> [SET EXERCISE]:
Nothing but the lines from the line with "Locate every instance of the foliage" through the end of the data is to be copied, and each is to be copied exactly.

═════ INPUT ═════

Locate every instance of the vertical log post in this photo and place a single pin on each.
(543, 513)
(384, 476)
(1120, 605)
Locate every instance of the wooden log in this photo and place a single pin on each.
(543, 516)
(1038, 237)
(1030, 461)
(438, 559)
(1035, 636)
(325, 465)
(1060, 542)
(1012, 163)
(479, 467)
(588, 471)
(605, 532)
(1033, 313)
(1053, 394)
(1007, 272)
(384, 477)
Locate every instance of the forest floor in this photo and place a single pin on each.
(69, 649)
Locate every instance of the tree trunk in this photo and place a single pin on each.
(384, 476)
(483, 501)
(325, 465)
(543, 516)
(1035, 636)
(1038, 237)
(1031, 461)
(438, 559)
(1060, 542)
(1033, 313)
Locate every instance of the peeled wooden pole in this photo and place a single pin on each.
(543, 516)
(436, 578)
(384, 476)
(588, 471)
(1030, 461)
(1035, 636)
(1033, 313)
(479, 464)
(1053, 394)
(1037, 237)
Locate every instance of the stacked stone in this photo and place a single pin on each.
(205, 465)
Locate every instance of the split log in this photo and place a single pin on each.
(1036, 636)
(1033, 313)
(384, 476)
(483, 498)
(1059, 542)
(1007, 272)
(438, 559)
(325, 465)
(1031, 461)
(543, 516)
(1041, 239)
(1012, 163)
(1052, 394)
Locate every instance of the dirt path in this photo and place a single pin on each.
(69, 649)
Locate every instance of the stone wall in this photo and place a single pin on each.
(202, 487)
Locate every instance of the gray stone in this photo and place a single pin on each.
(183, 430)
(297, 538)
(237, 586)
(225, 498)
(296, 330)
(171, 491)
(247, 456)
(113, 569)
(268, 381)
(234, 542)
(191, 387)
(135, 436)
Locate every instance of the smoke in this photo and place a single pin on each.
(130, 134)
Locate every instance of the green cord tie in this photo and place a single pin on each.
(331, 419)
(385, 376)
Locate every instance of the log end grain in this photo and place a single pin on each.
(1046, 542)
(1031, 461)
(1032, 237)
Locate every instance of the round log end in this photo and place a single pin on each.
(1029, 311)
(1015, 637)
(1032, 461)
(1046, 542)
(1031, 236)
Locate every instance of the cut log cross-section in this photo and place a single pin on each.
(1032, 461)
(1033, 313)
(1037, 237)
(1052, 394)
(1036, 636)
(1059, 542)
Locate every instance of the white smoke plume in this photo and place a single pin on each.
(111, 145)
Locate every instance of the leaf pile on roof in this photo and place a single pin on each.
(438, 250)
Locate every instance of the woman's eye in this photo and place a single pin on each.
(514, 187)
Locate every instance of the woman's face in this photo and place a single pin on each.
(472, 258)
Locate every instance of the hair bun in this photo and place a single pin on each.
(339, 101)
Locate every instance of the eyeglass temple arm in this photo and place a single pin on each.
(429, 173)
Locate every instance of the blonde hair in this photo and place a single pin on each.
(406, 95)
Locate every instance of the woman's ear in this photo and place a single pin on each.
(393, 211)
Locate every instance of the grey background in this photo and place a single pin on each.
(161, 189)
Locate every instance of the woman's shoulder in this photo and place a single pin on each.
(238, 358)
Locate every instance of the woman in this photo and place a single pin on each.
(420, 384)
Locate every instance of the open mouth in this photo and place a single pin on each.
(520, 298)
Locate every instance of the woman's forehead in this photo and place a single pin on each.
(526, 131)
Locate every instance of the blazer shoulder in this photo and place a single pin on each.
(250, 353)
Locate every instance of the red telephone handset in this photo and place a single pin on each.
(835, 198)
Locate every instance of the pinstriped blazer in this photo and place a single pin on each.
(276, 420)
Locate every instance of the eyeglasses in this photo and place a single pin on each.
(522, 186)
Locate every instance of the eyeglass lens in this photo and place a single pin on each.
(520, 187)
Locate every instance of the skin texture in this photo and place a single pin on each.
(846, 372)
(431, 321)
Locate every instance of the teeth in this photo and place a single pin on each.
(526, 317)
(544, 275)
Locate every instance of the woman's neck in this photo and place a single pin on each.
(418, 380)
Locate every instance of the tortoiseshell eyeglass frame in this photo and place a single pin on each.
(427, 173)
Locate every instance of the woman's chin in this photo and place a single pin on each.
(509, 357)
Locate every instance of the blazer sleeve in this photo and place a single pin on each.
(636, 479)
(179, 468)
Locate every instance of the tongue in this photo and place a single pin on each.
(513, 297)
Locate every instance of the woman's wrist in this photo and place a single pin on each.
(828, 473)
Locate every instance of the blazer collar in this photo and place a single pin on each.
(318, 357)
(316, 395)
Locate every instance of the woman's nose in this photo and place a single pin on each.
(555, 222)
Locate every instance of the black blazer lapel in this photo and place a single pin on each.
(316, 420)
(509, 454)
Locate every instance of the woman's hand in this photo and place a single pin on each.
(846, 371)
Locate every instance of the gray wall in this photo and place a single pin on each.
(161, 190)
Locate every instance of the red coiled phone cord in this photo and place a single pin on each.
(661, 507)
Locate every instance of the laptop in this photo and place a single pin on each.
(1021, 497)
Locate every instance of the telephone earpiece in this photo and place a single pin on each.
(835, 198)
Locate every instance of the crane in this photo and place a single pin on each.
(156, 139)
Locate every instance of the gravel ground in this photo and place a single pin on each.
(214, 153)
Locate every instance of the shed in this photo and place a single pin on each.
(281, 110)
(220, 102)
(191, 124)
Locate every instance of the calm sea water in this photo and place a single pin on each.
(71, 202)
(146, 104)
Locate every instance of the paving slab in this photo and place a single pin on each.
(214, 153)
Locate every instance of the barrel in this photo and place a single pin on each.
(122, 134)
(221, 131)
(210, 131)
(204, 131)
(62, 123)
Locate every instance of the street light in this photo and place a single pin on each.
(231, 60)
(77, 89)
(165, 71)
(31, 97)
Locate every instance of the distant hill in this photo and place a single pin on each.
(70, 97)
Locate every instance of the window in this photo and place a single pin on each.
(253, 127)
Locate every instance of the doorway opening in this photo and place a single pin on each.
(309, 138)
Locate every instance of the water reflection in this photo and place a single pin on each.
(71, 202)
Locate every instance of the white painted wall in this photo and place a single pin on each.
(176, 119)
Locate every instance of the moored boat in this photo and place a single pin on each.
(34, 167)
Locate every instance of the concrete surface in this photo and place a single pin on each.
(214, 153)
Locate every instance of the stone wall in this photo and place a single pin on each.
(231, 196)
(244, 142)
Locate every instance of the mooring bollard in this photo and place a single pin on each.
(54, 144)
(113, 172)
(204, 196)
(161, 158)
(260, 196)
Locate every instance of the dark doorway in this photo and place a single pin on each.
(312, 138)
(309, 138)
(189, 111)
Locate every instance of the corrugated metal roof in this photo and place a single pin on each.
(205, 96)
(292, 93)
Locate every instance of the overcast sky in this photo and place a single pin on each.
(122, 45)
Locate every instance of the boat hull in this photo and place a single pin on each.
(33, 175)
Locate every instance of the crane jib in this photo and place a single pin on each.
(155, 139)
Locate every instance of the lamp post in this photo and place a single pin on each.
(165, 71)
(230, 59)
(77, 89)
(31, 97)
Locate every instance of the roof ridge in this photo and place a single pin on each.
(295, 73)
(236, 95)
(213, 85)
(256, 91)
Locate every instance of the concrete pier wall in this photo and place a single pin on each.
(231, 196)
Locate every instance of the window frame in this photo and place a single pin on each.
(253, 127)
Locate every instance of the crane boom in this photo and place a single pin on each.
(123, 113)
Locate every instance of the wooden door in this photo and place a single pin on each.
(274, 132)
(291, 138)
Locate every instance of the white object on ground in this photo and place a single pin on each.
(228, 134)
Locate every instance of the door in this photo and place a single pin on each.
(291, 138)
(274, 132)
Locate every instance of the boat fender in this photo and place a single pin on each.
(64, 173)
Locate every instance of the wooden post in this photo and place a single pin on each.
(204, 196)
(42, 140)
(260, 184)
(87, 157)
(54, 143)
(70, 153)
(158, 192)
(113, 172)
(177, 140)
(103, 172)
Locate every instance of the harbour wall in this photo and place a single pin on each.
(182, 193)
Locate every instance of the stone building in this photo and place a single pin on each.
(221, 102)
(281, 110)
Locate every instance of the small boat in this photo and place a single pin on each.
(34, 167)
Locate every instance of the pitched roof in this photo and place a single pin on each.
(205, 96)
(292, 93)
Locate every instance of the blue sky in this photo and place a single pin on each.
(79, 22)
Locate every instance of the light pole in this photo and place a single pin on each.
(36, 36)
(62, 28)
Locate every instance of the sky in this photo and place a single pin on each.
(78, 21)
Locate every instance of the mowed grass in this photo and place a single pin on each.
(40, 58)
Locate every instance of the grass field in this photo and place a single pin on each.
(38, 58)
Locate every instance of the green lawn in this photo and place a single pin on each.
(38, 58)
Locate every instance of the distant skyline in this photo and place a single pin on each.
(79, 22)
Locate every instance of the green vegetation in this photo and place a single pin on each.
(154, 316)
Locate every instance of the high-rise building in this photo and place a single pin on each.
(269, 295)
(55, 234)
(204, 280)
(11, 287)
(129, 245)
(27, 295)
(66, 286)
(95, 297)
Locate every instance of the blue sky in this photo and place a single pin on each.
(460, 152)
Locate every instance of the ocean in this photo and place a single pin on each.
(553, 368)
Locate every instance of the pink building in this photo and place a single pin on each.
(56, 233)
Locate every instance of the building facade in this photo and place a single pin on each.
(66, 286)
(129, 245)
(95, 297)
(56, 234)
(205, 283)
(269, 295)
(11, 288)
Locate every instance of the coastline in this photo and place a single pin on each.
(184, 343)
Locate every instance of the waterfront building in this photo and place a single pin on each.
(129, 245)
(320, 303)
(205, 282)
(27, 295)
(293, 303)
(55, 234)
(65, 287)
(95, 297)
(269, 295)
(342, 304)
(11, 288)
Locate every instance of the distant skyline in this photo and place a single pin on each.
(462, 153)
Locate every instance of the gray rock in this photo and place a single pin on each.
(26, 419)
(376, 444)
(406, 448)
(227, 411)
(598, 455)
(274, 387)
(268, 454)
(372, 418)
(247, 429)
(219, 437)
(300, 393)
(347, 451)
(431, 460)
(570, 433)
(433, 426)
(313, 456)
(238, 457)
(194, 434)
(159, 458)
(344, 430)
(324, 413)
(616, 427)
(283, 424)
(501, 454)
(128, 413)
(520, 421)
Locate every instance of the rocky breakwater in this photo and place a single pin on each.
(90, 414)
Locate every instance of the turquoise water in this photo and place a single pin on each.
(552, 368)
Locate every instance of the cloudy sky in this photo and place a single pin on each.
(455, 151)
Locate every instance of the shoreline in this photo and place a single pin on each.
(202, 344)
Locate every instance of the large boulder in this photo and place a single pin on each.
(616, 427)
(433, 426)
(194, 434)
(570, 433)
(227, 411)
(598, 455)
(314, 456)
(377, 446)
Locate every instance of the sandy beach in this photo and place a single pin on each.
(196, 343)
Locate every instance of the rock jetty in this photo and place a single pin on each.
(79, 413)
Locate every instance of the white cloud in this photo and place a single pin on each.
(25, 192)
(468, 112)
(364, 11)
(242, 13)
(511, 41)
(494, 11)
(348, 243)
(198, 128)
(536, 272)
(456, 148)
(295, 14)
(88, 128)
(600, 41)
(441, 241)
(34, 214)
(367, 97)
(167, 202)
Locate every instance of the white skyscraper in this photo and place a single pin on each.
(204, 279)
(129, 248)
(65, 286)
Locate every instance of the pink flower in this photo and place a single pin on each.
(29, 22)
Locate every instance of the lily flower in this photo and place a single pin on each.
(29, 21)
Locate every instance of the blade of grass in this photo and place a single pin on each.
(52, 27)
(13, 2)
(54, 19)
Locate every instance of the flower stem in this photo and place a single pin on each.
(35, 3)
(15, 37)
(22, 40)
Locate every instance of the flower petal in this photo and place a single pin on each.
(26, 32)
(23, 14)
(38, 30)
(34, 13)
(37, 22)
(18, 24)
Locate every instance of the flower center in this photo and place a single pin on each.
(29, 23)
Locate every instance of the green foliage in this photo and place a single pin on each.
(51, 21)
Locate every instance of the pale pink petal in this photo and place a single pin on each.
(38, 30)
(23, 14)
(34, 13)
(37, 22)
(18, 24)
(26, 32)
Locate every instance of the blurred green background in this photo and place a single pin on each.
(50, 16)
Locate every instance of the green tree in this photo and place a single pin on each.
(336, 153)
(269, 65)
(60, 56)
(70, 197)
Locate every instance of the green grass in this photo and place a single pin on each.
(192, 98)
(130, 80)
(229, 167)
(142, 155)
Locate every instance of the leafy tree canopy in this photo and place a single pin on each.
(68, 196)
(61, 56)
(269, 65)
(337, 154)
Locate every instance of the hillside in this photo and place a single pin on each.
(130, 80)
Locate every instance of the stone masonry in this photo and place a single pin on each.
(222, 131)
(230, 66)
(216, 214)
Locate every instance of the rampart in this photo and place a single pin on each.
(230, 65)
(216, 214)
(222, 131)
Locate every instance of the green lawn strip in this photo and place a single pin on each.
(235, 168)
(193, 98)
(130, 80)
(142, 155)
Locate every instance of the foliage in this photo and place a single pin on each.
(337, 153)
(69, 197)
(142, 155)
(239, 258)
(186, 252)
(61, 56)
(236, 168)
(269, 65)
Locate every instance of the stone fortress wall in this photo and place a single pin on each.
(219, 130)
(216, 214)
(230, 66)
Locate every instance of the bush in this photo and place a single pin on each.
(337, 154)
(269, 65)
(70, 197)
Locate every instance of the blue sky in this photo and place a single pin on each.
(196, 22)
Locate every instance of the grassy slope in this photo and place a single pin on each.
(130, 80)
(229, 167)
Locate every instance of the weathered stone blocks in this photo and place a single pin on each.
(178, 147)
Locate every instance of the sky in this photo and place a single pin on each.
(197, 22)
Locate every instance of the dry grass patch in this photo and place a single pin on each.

═════

> [FULL RESPONSE]:
Locate every instance of the foliage in this photo and place a single pin on each.
(337, 153)
(69, 197)
(142, 155)
(239, 258)
(186, 252)
(61, 56)
(236, 168)
(269, 65)
Locate every instance of the stone fortress wall in this photo and place a single pin on each.
(219, 130)
(216, 214)
(230, 66)
Locate every instance of the bush in this photo and place a single pin on each.
(337, 154)
(269, 65)
(70, 197)
Locate every instance of the blue sky in this photo and place a single pin on each.
(196, 22)
Locate every instance of the grassy slope in this photo and place a single pin on each.
(130, 80)
(229, 167)
Locate every instance of the weathered stone blocks in this photo and place a single pin on each.
(178, 147)
Locate every instance of the sky in this photo and place a single pin on each.
(197, 22)
Locate every instance of the dry grass patch in this photo and place a single pin on each.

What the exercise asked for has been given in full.